Task objective
Can you write out every line of the records below again, adding 130 to each x and y coordinate value, and leaving the pictures out?

Items
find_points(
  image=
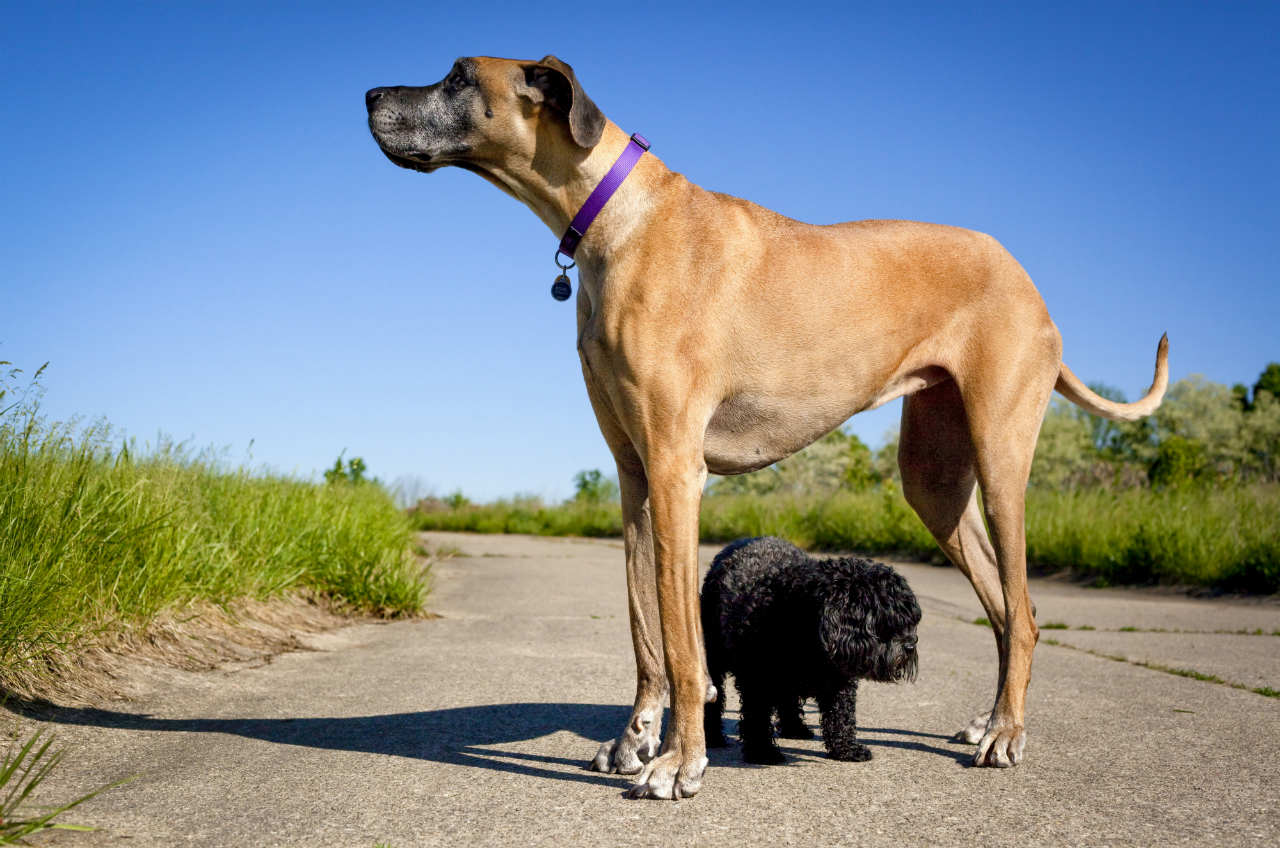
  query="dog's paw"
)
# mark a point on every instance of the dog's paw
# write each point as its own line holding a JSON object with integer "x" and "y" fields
{"x": 763, "y": 755}
{"x": 670, "y": 778}
{"x": 626, "y": 755}
{"x": 976, "y": 730}
{"x": 855, "y": 752}
{"x": 1001, "y": 746}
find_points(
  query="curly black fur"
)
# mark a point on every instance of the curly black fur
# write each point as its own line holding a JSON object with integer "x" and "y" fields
{"x": 789, "y": 627}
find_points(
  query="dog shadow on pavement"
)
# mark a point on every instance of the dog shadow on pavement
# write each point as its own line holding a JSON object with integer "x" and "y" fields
{"x": 474, "y": 735}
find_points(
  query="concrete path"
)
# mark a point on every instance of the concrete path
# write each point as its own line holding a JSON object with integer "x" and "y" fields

Task output
find_points(
  image=
  query="dog's paw"
)
# mark a point on every instance of the dog's paw
# write each point as its own line holding a JSON object with integer "x" and "y" fields
{"x": 893, "y": 885}
{"x": 800, "y": 908}
{"x": 756, "y": 885}
{"x": 1106, "y": 860}
{"x": 985, "y": 882}
{"x": 1131, "y": 876}
find_points(
  query="curly black fur"
)
# mark a point on every instance of the curly black fur
# write each point as its own line holding a JSON object with integer "x" and "y" fields
{"x": 919, "y": 757}
find_points(
  query="dog shadow on pavement"
)
# mark a point on every instance of the dog shadow on pavement
# write each point as its own line holding a JSON object with integer "x" and "y" fields
{"x": 604, "y": 865}
find_points(
  query="concrete path"
)
# mark a point on every instance of the concrete path
# write each point as its own line holding a JSON object with integer "x" and "y" fields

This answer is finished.